Input material:
◆ ◆ ◆ ◆

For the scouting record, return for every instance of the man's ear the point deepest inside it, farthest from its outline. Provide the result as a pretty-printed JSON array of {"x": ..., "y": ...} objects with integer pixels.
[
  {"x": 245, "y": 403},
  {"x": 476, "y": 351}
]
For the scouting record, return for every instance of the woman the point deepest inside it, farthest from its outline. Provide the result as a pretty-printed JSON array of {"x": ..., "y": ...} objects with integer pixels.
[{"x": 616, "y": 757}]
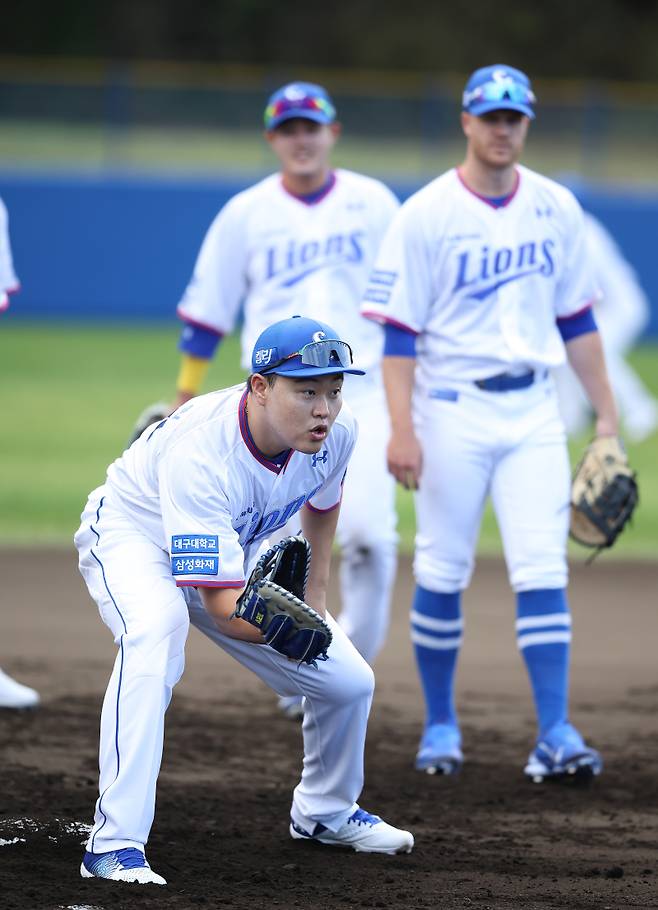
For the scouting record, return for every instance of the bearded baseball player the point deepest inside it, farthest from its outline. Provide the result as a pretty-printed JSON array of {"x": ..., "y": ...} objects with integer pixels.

◆ ◆ ◆ ◆

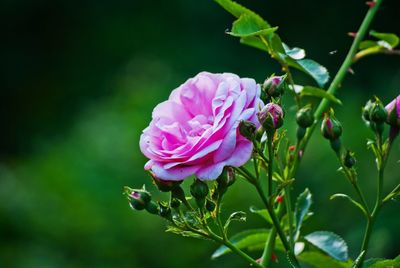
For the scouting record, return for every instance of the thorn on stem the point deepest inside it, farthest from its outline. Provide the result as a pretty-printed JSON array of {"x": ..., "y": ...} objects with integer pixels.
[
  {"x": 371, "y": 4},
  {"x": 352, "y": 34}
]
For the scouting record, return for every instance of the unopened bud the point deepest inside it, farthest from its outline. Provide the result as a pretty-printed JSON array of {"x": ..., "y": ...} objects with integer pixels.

◆ ◆ ◆ ◆

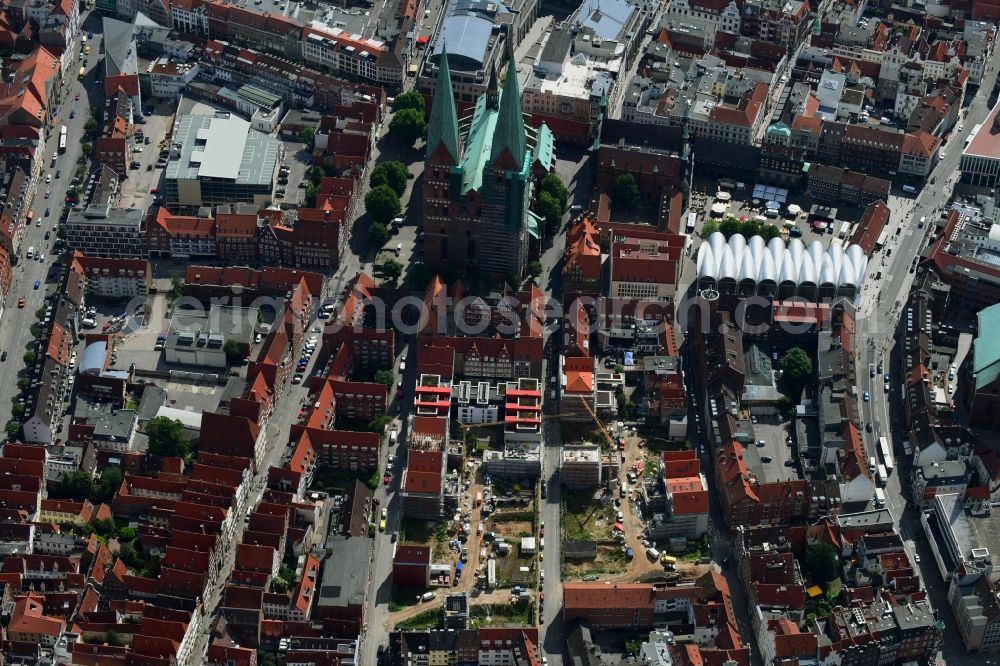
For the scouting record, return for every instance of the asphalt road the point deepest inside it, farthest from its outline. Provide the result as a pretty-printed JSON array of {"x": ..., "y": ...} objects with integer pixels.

◆ ◆ ◆ ◆

Work item:
Once the line with "For the scouting record, return for every instance of the woman" is found in the data above, reproduce it and each line after it exactly, through the line with "of the bearded". Omit the pictures.

Answer:
For the scouting record, return for every instance of the woman the point deepest inside it, farthest from its outline. Provide the result as a pretty-printed JSON array of {"x": ..., "y": ...} objects with integer pixels.
[{"x": 616, "y": 757}]
For the scouting record, return for every instance of the bearded baseball player the point deepest inside it, farthest from its outline. Provide the result as a pretty-printed JSON array of {"x": ..., "y": ...} objects with integer pixels.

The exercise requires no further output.